STORED DATA:
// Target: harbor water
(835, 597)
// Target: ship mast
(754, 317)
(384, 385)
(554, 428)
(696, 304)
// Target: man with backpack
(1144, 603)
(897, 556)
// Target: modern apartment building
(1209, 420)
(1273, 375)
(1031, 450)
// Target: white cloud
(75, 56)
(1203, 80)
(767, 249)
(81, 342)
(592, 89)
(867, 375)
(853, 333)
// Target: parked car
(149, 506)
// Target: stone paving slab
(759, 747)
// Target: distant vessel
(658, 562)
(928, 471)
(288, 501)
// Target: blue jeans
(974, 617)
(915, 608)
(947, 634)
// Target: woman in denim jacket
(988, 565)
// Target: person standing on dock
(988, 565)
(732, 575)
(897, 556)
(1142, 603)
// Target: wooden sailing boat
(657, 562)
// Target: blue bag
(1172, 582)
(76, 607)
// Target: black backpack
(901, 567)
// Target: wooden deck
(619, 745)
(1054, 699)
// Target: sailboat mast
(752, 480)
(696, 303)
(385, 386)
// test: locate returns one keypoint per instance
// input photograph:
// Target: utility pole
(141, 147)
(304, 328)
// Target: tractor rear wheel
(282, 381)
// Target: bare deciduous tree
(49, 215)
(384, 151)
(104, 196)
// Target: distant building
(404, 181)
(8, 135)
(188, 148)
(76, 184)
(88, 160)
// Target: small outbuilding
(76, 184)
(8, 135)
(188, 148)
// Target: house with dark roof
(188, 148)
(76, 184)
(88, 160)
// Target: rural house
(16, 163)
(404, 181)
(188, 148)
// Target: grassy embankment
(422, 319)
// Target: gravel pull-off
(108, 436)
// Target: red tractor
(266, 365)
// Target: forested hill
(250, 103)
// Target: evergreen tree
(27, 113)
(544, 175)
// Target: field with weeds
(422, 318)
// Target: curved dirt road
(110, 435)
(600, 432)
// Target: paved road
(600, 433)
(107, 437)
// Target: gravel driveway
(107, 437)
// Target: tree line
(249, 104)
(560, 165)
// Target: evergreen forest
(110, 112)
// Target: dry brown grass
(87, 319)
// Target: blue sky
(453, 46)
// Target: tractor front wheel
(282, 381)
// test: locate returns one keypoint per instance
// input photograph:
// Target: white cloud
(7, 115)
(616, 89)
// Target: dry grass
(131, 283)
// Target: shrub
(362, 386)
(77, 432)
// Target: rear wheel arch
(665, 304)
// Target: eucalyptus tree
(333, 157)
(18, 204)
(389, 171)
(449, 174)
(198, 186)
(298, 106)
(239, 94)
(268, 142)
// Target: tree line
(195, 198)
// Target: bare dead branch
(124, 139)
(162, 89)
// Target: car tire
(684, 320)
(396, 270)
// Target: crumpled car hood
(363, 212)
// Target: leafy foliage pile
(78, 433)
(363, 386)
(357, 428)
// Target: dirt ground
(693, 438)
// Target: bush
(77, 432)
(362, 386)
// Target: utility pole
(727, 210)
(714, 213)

GOAL:
Rewrite everything from the line containing "Target: distant building" down to the end of the rows, keeping the request lines, and give only those lines. In the answers, scale each point coordinate by 1.25 and round it to a whole number, with halves rounding up.

COMPLETED EXERCISE:
// Target: distant building
(505, 226)
(10, 169)
(235, 185)
(95, 230)
(110, 200)
// Target: small outbuilding
(95, 230)
(10, 169)
(235, 185)
// Target: house with dark roof
(235, 185)
(95, 230)
(110, 200)
// Target: rural house
(20, 204)
(505, 226)
(235, 185)
// Target: grassy embankment
(528, 399)
// Target: gravel pull-off
(135, 545)
// Target: red tractor
(333, 456)
// Target: forested hill
(313, 129)
// Target: evergreen tree
(34, 141)
(680, 219)
// Target: field with weeds
(528, 398)
// Target: curved dirt road
(138, 544)
(750, 540)
// Target: paved road
(750, 541)
(134, 546)
// Target: gravel driveway
(134, 546)
// Target: tree line
(311, 130)
(700, 206)
// Target: evergreen forest
(138, 140)
// Target: dry brown grass
(109, 399)
// Target: blue sky
(566, 58)
// Target: tractor front wheel
(353, 476)
// test: locate returns one keypoint per instance
// input photograph:
// Target: white cloud
(9, 144)
(770, 111)
// Target: dry grass
(164, 354)
// Target: shrub
(453, 483)
(96, 540)
// Target: rear wheel arch
(831, 380)
// Target: eucalyptus tree
(416, 196)
(23, 255)
(486, 214)
(561, 218)
(248, 233)
(373, 133)
(299, 118)
(335, 178)
// Target: tree line
(244, 248)
// Target: bare dead branch
(155, 174)
(203, 111)
// Target: car tire
(855, 400)
(495, 338)
// Target: crumpled car hood
(454, 265)
// Target: leafy foliage pile
(98, 541)
(454, 483)
(446, 535)
// Target: dirt ground
(866, 548)
// Target: bush
(96, 540)
(453, 483)
// Target: utility pole
(909, 263)
(893, 266)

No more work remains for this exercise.